▶ [TASK INSTRUCTIONS]:
Collect every line in the items below that contains the string "snowy", matching case exactly.

▶ [RECORDS TO USE]:
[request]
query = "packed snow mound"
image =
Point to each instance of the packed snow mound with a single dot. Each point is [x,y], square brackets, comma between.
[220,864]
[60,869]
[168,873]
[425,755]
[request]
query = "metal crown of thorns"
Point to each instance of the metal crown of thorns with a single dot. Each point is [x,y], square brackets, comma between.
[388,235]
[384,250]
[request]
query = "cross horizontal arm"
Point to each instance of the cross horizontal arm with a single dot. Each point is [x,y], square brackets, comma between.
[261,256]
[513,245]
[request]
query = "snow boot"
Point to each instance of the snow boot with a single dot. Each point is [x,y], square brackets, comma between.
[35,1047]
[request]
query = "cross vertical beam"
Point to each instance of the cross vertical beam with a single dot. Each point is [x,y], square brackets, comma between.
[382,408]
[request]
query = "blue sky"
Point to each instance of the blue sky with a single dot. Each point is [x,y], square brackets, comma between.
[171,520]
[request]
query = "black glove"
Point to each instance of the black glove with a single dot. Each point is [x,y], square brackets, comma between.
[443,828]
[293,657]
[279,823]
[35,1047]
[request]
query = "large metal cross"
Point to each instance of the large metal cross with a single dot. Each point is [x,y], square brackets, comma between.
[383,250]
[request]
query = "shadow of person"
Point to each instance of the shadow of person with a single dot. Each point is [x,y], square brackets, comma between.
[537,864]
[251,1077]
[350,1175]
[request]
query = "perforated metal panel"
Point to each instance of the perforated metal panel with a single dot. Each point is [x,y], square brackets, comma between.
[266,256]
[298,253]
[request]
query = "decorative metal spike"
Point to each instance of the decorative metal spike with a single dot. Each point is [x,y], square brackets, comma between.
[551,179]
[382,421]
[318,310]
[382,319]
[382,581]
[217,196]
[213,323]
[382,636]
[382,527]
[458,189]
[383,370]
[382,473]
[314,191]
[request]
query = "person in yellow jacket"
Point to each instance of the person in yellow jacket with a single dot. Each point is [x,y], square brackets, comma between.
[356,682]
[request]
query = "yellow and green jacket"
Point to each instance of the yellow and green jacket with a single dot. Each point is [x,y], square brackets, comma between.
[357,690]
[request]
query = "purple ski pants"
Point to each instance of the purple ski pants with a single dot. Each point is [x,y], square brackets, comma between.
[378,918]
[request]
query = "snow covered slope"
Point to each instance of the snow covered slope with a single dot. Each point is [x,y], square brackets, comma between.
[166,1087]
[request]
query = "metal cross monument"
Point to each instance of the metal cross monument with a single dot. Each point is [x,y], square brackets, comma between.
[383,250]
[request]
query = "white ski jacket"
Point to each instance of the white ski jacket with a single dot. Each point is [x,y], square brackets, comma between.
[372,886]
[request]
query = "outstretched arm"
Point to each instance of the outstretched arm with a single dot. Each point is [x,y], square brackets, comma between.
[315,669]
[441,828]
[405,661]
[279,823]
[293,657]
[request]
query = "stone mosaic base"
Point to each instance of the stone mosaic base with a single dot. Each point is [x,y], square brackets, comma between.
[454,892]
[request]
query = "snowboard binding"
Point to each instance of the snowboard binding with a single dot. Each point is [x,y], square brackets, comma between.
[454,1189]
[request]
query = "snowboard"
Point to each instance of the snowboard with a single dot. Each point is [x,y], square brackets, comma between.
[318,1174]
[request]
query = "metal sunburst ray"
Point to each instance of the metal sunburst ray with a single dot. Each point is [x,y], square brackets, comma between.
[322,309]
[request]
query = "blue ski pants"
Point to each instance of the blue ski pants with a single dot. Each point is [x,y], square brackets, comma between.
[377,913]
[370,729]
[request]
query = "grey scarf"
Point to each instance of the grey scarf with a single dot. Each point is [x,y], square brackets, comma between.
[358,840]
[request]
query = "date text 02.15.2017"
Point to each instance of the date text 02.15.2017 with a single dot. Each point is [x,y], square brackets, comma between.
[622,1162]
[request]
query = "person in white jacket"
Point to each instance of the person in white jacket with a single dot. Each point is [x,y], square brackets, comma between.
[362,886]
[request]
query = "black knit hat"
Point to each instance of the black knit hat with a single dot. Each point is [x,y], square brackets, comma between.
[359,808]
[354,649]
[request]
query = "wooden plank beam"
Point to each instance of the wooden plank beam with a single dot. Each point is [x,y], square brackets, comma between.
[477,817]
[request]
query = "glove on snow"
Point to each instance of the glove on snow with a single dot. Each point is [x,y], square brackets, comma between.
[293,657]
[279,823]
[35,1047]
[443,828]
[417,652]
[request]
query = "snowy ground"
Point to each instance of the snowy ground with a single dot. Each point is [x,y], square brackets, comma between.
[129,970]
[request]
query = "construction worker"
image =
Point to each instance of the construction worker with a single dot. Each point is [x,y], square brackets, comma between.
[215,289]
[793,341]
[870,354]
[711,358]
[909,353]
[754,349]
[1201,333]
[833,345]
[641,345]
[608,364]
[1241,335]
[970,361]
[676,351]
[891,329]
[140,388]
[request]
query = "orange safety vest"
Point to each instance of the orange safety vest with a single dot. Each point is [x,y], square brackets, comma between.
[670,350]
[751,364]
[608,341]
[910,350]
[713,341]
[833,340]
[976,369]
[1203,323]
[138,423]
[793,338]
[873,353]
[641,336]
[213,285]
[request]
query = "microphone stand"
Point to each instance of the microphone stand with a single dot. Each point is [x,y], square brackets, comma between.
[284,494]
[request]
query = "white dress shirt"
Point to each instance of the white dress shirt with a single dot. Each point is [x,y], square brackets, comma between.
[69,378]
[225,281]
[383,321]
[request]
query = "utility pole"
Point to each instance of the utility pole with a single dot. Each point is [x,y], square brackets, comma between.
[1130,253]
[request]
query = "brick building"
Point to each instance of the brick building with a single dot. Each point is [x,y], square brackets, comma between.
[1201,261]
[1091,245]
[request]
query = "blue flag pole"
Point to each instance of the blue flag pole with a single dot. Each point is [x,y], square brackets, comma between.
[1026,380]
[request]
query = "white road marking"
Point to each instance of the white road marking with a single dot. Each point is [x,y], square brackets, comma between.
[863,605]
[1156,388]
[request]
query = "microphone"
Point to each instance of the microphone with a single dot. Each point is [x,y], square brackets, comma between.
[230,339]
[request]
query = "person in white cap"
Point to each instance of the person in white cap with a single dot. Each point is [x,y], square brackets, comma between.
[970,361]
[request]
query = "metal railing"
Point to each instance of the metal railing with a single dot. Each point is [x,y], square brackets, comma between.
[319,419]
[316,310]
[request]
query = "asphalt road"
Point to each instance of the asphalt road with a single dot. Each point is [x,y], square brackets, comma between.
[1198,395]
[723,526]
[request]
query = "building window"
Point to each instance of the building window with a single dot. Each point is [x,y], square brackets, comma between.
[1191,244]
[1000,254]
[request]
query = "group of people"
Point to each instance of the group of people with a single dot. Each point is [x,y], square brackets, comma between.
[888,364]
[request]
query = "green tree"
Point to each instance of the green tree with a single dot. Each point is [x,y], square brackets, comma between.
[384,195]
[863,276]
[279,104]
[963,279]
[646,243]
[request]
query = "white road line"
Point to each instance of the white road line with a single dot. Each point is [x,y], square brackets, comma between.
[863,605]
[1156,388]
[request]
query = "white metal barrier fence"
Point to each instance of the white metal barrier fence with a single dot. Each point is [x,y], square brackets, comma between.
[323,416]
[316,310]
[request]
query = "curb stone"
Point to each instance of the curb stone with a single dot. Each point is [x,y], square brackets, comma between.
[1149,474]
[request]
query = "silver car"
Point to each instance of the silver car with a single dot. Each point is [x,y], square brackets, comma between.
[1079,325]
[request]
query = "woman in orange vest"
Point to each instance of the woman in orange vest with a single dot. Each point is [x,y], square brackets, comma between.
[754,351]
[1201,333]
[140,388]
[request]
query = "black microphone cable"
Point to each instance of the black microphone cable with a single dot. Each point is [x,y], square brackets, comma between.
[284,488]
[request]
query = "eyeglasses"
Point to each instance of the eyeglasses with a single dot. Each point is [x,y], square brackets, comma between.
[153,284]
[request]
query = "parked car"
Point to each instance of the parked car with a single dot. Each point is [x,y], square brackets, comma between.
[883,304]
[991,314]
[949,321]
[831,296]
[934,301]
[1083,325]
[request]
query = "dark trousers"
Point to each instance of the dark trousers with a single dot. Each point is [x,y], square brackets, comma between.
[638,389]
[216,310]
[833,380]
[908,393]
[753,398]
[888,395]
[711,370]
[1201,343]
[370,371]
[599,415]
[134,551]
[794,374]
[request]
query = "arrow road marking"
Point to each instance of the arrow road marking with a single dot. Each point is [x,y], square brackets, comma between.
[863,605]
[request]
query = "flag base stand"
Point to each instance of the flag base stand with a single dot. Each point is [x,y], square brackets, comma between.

▶ [RESPONSE]:
query = "snowy ground"
Point to each instance of the snowy ground with a single dot. Each point is [x,y], square brackets, comma between.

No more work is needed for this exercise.